■ **Task requirements**: Please rewrite every line from the one containing "chair armrest -> box" through the last line, increasing each box coordinate in the answers by 107.

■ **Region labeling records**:
○ ○ ○ ○ ○

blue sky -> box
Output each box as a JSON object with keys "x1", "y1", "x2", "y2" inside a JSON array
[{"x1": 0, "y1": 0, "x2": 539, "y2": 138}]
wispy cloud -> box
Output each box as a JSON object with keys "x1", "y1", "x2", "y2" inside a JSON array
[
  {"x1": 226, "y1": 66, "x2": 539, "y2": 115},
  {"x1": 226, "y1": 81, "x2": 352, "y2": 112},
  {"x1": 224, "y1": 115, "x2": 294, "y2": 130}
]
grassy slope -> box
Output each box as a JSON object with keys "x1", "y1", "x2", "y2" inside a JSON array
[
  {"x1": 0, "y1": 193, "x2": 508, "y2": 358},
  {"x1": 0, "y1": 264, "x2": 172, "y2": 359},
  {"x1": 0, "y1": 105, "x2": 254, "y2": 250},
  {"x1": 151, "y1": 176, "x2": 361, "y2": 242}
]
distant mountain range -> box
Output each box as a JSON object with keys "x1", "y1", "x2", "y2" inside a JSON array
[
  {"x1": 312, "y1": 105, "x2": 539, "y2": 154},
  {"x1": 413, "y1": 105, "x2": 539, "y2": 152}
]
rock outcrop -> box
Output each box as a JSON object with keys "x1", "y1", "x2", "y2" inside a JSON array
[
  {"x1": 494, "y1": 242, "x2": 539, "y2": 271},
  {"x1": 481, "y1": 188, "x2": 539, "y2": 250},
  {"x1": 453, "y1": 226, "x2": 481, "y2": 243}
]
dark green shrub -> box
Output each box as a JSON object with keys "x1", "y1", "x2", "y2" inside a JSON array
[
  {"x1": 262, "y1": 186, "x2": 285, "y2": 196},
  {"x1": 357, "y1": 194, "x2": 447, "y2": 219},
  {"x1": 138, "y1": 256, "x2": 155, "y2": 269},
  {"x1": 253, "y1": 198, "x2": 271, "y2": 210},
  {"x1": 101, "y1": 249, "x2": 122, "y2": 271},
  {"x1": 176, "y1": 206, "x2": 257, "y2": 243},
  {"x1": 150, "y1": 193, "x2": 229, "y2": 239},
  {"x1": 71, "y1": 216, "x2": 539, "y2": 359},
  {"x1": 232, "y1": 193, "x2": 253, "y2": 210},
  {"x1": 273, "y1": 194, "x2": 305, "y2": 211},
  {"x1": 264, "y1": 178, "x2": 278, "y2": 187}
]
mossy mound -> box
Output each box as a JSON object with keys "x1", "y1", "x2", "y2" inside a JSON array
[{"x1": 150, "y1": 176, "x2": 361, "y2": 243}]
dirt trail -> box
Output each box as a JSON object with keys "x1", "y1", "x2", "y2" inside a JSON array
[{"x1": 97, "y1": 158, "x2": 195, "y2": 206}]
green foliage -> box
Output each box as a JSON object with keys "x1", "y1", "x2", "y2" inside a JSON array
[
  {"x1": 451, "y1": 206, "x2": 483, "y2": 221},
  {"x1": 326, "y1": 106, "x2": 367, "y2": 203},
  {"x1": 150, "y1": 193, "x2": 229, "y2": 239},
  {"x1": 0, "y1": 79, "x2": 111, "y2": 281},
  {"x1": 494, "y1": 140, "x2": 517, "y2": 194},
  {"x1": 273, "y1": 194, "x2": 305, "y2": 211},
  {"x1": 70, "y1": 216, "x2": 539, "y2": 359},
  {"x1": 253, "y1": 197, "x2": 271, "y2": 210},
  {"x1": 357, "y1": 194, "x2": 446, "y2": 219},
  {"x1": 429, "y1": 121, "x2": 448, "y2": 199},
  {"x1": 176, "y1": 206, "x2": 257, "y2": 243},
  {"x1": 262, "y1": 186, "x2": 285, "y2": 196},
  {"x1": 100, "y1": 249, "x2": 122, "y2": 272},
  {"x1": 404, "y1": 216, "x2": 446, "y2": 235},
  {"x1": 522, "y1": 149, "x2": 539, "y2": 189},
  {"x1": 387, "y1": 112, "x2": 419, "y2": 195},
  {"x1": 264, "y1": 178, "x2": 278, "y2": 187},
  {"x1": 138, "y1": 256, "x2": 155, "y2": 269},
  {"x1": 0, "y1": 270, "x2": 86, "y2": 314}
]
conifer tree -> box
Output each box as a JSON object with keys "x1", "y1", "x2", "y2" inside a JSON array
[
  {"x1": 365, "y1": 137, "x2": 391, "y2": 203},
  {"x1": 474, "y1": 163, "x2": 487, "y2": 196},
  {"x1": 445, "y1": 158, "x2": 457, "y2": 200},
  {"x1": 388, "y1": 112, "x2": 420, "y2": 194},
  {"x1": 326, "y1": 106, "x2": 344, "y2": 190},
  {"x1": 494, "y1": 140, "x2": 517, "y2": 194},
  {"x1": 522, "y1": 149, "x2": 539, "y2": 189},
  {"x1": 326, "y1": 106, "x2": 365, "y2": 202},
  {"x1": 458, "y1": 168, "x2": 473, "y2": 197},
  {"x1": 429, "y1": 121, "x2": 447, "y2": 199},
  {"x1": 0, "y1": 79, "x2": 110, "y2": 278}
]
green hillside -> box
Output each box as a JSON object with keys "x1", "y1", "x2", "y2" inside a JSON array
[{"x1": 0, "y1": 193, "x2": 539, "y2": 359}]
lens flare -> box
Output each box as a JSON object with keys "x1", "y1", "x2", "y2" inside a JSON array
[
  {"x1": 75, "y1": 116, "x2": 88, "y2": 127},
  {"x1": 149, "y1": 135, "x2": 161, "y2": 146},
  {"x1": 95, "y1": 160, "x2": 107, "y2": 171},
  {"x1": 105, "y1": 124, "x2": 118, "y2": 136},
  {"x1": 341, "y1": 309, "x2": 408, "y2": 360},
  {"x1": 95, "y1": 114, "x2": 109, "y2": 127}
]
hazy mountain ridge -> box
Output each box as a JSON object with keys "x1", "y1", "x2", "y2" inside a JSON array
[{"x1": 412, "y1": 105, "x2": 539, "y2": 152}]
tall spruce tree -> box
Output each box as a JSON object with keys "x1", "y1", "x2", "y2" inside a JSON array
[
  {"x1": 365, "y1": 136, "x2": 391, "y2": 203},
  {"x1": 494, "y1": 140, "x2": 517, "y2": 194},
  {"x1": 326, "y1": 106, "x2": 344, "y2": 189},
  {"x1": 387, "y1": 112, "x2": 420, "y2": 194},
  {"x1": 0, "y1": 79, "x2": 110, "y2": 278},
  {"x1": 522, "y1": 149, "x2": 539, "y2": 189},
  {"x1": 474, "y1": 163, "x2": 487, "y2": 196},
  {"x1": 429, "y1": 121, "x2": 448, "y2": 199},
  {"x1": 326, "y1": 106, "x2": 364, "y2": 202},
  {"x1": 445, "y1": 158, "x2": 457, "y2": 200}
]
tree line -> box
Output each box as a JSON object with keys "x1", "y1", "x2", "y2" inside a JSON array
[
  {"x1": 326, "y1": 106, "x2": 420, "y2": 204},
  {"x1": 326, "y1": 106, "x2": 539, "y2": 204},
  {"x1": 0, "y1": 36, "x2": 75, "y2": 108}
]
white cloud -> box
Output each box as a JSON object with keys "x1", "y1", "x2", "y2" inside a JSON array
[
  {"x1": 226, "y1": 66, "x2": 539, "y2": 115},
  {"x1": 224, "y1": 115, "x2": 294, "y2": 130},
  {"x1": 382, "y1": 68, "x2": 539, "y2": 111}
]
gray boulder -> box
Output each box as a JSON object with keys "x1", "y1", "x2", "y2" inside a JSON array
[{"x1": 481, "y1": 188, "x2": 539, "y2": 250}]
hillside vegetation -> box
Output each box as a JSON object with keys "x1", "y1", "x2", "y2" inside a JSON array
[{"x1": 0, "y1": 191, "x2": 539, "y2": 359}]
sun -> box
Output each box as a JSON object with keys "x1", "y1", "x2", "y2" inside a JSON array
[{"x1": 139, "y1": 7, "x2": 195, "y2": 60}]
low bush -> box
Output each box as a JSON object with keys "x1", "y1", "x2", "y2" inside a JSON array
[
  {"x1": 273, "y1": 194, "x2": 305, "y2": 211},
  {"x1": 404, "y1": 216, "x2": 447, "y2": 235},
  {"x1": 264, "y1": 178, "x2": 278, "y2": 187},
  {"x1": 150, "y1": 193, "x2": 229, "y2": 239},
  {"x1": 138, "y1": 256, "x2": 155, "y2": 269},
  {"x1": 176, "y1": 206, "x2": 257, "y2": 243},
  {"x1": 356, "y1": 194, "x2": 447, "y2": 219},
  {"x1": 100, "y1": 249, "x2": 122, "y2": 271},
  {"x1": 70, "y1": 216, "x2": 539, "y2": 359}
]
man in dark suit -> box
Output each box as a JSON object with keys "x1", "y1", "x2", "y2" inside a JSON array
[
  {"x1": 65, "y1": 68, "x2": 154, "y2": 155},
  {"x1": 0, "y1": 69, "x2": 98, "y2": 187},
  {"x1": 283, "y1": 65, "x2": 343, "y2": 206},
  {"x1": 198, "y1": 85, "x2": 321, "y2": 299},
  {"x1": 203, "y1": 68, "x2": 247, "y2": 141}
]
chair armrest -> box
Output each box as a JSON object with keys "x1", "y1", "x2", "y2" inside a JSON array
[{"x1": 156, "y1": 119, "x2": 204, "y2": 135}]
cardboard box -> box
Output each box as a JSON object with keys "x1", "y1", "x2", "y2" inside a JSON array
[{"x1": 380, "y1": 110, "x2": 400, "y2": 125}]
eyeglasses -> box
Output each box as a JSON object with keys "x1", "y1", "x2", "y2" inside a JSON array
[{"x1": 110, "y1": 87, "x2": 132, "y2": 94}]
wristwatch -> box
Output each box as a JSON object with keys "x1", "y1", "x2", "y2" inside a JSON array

○ ○ ○ ○ ○

■ **In response**:
chair armrest -> box
Output each box as a JSON object with keys "x1", "y1", "x2", "y2" inside a JSON array
[{"x1": 263, "y1": 226, "x2": 311, "y2": 242}]
cardboard box -> box
Output each box as a JSON object with keys "x1", "y1", "x2", "y2" inside a JSON array
[{"x1": 487, "y1": 217, "x2": 507, "y2": 232}]
eyeglasses -> box
Output each box as a JSON object with keys "x1", "y1", "x2", "y2" inside a JSON array
[{"x1": 217, "y1": 194, "x2": 239, "y2": 201}]
wristwatch -> box
Output each box as a JSON object with keys "x1", "y1", "x2", "y2" inside a JSON array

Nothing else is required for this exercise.